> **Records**

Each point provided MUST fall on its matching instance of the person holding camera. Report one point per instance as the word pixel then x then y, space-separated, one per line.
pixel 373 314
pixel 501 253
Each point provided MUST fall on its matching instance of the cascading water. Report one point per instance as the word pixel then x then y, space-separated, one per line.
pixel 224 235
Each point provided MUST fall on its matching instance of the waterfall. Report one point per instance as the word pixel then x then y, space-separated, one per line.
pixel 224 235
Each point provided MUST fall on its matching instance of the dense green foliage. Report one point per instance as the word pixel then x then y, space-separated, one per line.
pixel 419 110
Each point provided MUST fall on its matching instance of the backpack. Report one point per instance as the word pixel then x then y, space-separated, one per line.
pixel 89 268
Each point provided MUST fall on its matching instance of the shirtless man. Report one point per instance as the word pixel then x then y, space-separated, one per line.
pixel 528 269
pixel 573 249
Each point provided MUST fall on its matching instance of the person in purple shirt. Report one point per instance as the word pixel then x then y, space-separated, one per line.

> **AIM**
Rewrite the listing above so that every "space-separated" becomes "tab-separated", leaving everything else unchanged.

> **EXERCISE RESPONSE**
Each point provided MUST fall on its matching instance of the person holding camera. Report one point per instance as the word pixel then x then y, tab-separated, one per line.
pixel 373 314
pixel 501 253
Each point provided MUST fall on its matching instance of the cascading water. Report one point per instance as the word pixel then x then y, tab-separated, one per line.
pixel 224 235
Each point provided MUST fall on its matching instance of the waterfall. Report one point per instance as the word pixel then x then y, tab-separated, one per line.
pixel 224 235
Each point provided MUST fall on its matching instance of the dense green foliage. Report one point per instance as the word pixel then x then y, tab-separated, one per line.
pixel 419 110
Each point provided MUST fall on its matching instance of the backpack. Report one point per instance as the word pixel then x then y, tab-separated, one per line.
pixel 89 268
Each point provided MUST fall on its matching instance of the shirtless man. Report one point per instance as the word pixel then x then y, tab-separated, one per line.
pixel 528 269
pixel 573 249
Each point provided MUST fall on its matching instance of the person in purple shirt. Report one point per instance as the word pixel then x then y, tab-separated, one per line.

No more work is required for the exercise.